# bersa thunder .380



## shipleyj (Dec 13, 2006)

Anyone have experience with the bersa thunder .380. I am looking for something smaller than my Glock 19. I am not a very big guy and the Glock is hard for me to conceal. I am also on a pretty tight budget so this gun is attractive to me.


----------



## Shipwreck (Jan 26, 2006)

Well, I mostly heard good things until recently - seen a handful of negatives about them. And, a member here has had some issues. 

If U can afford $100 more, buy a SToeger Courgar. Beretta just sold them the machinerys (I believe SToeger is actually owned by Beretta), and they are basically cranking out the same guns - just cheaper and w/o the Beretta name.


----------



## Baldy (Jun 21, 2006)

What about a pocket pistol like a Kel Tec 3AT? Great little gun that fits in your pocket and is about like carrying a large knife. You don't even know it's there after about 5 mintues.


----------



## Shipwreck (Jan 26, 2006)

Baldy said:


> What about a pocket pistol like a Kel Tec 3AT? Great little gun that fits in your pocket and is about like carrying a large knife. You don't even know it's there after about 5 mintues.


I thought about recommending that too - but while its a great CCW gun, its not a super fun range gun...


----------



## Spenser (Nov 6, 2006)

I would look at a Gock 26. It's much easier to conceal than the 19. You've already got mags for it, you're familiar with the weapon already, it's fairly affordable, and you'll enjoy shooting it. 

From personal experience, the Cougar isn't very easy to conceal, but I'm not a very big guy either.


----------



## shipleyj (Dec 13, 2006)

[Rows contained in a dataset]
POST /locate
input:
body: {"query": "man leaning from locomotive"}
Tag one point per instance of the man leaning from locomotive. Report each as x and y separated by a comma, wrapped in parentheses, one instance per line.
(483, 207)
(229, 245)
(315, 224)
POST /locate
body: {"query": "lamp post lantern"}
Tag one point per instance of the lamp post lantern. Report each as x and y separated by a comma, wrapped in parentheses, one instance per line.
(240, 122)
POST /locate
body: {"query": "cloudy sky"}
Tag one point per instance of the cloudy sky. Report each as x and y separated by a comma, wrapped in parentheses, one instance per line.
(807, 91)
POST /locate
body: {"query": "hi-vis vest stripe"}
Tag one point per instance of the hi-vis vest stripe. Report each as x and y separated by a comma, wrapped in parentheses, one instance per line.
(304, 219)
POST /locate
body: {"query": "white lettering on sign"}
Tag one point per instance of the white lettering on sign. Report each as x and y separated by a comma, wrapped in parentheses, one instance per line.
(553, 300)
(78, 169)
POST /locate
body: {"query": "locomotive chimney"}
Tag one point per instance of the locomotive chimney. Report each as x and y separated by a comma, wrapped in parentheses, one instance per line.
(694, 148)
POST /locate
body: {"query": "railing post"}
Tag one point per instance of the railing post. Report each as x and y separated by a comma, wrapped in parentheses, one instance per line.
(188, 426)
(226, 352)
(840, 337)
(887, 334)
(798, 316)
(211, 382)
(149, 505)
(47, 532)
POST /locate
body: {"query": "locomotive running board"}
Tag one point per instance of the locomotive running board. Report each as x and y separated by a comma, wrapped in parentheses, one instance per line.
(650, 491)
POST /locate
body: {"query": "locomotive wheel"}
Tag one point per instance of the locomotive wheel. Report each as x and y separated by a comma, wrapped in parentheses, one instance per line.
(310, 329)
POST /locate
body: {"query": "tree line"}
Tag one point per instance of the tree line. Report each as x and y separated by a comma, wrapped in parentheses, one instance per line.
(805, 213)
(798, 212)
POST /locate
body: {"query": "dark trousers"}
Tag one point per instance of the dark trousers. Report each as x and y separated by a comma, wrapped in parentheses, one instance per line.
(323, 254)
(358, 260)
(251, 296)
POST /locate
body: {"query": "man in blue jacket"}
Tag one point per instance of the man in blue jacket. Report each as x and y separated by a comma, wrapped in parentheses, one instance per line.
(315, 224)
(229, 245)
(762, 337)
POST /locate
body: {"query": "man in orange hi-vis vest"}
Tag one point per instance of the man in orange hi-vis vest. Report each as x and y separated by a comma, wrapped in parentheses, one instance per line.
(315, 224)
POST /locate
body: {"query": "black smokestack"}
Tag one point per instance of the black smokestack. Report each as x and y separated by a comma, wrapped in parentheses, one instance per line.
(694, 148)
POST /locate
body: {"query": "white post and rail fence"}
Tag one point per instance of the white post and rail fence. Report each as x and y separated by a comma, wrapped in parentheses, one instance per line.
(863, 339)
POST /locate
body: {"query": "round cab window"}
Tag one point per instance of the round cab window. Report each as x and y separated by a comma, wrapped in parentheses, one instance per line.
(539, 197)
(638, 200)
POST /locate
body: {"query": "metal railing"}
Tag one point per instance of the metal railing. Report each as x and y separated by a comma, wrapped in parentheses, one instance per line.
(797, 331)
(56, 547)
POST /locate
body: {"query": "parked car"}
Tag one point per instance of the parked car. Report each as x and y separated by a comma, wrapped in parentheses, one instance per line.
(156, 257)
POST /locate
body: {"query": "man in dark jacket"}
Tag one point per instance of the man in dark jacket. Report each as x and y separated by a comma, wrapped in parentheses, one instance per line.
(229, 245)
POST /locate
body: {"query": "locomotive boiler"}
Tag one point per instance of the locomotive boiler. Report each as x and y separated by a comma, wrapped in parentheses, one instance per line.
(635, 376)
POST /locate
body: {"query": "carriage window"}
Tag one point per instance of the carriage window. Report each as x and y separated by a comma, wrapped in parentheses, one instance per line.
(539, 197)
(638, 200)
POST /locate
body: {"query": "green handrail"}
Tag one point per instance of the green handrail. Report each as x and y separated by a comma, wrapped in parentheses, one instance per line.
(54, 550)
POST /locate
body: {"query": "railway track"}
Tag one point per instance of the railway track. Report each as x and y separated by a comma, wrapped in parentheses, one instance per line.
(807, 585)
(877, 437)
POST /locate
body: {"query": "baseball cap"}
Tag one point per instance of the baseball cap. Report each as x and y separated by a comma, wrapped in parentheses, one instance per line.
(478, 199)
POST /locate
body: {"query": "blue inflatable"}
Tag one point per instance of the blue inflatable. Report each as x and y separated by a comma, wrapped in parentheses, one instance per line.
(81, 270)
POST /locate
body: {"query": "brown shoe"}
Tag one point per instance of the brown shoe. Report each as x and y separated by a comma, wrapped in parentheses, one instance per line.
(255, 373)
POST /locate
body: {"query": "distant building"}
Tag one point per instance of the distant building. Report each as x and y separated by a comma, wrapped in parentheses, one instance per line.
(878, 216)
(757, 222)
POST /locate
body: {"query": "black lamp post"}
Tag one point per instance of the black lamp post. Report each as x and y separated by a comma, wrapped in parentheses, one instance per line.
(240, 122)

__Parts of the exercise__:
a: Rewrite the paragraph in the forum thread about the Bersa Thunder .380 that begins "Anyone have experience with the bersa thunder .380" as a bulleted list that keeps its main facts.
b: Tally the lines in the rows that contain the string "distant", with case counting, and reply with the number only.
These rows have no connection to the forum thread about the Bersa Thunder .380.

__Answers below__:
a:
- Asks whether anyone has experience with the Bersa Thunder .380.
- Wants something smaller than a Glock 19.
- Is not a very big guy and finds the Glock hard to conceal.
- Is on a pretty tight budget, which makes this gun attractive.

b: 2